:: TASK TO CARRY OUT ::
Could you write the next part of the article profiling fly fisher Phil Hager, picking up after its last sentence?

:: SUPPLIED TEXT ::
Start of Block

A quote from Phil that pretty much sums up his philosophy:  “Fly fishing is not so much a sport as it is a way of life.”

I had met and talked with Phil briefly before, but in gathering information for this article I have found that Phil has been active in fly fishing in so many ways that go beyond just fishing. In the past he has served as president of the Central Oregon Flyfishers as well as serving on the Oregon and International Councils of the Federation of Fly Fishers. Phil has given numerous presentations on fishing central Oregon and stillwater fishing, as well as classes on casting and the “secret” of picking the right rod.

I recently found a CD, that I forgot I had, called “The Fishing COW cd”, which I had purchased about 10 years ago during one of our club meetings. (The letters COW stand not for your favorite bovine animal, but for Central Oregon Waters.) Closer inspection showed that it was made by the evening’s speaker, none other than…Phil Hager. If you were a club member about 10 years ago you should check to see if you may still have a copy of the CD. It has a wealth of information in it , including maps and tips, about many of our favorite central Oregon fly fishing destinations.

End of Block

:: GIVEN RECORDS ::

Start of Block

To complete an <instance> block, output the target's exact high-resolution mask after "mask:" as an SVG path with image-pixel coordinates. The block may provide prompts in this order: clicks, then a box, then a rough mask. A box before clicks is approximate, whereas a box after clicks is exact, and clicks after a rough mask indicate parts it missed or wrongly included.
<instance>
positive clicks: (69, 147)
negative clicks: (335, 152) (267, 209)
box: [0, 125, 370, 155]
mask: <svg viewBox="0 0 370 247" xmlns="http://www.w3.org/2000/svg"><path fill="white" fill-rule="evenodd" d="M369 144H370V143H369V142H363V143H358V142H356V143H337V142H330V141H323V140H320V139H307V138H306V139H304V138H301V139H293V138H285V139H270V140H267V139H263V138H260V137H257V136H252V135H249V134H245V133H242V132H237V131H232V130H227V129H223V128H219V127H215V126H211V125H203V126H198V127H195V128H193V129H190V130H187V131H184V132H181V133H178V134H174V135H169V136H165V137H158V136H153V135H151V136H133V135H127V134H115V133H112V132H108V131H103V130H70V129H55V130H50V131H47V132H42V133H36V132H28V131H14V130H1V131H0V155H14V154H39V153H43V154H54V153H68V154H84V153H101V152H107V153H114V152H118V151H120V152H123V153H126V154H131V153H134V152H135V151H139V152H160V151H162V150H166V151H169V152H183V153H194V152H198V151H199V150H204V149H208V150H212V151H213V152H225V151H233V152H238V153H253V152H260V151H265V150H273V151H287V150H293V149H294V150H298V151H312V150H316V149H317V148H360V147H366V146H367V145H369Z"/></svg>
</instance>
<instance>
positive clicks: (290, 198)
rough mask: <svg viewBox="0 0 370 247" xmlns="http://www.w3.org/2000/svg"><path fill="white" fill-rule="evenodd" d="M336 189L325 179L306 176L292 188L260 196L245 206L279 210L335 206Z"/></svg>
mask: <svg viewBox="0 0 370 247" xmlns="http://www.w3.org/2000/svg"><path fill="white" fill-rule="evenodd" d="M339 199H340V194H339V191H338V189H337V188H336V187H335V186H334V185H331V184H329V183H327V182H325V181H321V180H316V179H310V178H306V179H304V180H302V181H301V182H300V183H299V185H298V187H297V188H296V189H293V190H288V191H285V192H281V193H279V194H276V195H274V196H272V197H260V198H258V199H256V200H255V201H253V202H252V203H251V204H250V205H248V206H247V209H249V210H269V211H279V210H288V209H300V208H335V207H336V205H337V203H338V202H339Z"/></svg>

End of Block

:: RESPONSE BELOW ::
Phil says his flies are pretty much “guide flies”, meaning quick and easy. They are so quick and easy that, during our February Fly Tying Night, Phil will be sharing not one, but two of his proven patterns, the Brick Leech and the TnMC. I have repeatedly seen the names of these two flies show up on the club blog’s monthly Fishing Reports where Phil has given an account of their effectiveness.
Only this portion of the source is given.